Collection entries
******************************
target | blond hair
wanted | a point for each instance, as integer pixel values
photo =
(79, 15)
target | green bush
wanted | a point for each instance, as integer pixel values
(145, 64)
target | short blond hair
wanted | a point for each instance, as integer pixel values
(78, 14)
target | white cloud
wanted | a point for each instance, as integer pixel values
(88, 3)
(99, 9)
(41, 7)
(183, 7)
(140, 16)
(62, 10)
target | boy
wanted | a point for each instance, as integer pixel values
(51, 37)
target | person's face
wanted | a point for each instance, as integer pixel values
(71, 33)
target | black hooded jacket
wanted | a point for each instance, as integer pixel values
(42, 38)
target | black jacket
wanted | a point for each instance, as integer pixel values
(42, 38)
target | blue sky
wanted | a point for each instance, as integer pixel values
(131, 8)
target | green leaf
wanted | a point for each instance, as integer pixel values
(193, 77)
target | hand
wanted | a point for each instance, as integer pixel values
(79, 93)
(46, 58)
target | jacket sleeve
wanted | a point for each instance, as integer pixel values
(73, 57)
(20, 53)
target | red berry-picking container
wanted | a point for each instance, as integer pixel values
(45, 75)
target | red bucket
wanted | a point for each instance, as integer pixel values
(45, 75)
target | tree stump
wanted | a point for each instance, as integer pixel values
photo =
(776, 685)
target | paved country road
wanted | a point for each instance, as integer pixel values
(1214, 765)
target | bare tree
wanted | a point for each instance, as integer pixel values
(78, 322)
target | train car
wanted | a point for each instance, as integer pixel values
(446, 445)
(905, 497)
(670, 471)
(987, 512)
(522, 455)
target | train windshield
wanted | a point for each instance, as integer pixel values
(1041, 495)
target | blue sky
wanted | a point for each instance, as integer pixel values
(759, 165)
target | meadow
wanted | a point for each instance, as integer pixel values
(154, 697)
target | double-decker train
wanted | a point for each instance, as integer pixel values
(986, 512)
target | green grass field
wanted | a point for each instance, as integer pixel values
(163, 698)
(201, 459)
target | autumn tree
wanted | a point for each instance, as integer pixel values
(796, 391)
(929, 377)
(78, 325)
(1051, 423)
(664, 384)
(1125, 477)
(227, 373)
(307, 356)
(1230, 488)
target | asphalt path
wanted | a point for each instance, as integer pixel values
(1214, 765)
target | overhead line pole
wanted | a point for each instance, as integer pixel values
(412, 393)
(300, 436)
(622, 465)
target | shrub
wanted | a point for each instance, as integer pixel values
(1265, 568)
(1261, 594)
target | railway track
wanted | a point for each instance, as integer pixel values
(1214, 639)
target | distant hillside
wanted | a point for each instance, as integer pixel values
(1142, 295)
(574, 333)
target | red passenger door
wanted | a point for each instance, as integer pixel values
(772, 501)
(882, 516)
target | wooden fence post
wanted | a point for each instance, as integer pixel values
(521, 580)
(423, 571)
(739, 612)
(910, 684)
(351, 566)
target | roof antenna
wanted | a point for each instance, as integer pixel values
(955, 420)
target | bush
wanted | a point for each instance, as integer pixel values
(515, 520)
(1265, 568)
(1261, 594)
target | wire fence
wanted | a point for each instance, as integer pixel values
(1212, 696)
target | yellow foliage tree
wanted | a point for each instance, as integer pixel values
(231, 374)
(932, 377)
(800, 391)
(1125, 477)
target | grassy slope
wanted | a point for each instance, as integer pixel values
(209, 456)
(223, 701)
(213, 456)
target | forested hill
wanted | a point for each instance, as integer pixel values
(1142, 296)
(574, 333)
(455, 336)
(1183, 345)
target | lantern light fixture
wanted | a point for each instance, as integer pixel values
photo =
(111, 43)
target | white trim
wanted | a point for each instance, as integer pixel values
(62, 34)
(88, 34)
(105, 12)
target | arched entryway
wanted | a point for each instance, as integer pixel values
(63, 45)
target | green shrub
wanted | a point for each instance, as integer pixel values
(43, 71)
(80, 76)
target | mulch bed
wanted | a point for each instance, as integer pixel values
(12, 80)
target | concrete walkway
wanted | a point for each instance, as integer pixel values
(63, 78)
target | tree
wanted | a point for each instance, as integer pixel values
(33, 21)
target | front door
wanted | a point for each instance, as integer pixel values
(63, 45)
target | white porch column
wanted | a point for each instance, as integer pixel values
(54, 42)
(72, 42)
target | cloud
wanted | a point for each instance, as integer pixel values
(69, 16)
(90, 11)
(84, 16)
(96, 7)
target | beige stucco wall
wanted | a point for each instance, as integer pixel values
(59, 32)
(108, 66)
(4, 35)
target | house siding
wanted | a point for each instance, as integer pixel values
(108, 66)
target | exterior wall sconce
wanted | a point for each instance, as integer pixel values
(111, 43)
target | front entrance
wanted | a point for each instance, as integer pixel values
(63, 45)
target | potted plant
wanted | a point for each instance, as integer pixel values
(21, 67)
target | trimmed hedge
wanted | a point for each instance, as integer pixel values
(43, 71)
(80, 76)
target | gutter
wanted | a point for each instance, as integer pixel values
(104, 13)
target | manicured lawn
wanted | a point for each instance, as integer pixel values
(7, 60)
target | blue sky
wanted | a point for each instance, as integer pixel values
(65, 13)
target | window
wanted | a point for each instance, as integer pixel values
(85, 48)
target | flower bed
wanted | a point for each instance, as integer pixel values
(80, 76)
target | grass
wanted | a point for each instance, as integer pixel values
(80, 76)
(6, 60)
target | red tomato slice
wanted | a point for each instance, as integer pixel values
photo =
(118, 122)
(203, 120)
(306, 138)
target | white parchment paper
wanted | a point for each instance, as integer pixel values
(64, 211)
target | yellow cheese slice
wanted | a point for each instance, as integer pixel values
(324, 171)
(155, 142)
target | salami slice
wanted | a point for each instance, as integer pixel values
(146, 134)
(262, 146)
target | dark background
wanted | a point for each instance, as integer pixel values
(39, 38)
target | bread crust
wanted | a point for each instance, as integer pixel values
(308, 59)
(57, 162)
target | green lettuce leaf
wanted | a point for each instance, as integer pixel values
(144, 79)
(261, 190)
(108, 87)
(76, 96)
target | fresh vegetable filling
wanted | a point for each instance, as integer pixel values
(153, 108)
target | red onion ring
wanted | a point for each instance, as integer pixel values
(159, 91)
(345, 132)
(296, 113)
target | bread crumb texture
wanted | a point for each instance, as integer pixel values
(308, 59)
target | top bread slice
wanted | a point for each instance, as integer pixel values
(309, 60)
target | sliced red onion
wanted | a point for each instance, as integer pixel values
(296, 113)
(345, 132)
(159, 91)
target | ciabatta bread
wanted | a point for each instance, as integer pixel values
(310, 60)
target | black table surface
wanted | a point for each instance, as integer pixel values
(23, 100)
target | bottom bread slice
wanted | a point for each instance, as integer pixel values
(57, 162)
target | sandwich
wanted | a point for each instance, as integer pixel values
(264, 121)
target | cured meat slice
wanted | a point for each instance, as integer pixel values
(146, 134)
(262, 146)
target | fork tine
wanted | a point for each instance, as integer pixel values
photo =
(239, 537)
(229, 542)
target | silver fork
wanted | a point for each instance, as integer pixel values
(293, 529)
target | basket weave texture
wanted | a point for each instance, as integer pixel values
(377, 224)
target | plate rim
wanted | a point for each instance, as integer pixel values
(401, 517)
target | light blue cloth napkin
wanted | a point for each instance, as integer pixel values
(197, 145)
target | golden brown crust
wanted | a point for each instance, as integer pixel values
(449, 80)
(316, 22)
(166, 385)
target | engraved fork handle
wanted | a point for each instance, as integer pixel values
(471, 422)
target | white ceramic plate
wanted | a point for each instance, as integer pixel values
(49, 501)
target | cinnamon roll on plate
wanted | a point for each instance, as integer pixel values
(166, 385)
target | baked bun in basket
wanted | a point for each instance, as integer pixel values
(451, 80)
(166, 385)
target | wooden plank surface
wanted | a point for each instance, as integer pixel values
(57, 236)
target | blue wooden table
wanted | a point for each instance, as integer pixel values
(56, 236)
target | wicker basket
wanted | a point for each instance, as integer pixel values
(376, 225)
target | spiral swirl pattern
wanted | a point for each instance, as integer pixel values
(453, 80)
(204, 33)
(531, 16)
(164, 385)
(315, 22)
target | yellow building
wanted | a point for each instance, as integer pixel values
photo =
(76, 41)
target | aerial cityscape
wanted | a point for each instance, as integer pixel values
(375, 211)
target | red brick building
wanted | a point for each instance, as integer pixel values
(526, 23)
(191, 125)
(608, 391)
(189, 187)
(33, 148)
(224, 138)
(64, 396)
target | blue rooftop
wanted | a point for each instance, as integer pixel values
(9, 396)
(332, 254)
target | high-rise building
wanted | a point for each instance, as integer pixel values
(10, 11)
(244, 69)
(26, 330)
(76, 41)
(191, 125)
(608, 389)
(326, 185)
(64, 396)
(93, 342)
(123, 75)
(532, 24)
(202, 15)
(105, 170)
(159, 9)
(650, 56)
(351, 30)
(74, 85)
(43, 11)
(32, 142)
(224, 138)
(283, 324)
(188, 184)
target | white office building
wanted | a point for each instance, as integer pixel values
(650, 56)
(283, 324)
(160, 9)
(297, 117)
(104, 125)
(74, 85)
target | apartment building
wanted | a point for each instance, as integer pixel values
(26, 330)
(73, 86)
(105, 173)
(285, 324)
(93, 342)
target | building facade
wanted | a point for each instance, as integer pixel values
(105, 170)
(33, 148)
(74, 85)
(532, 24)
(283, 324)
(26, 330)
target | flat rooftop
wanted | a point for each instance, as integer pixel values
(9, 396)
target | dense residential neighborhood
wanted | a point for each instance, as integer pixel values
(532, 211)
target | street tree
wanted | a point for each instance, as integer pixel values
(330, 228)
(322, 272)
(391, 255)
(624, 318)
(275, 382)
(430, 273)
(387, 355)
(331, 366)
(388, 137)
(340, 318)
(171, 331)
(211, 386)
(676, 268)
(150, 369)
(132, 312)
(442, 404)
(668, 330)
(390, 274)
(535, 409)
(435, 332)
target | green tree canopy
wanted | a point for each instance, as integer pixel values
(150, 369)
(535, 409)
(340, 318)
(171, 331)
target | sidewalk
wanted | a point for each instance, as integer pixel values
******************************
— Work item —
Scan the data for lines containing "tree" and copy all of them.

— Exercise output —
target | tree stump
target | bare tree
target | autumn tree
target | yellow foliage tree
target | tree
target | street tree
target | green tree canopy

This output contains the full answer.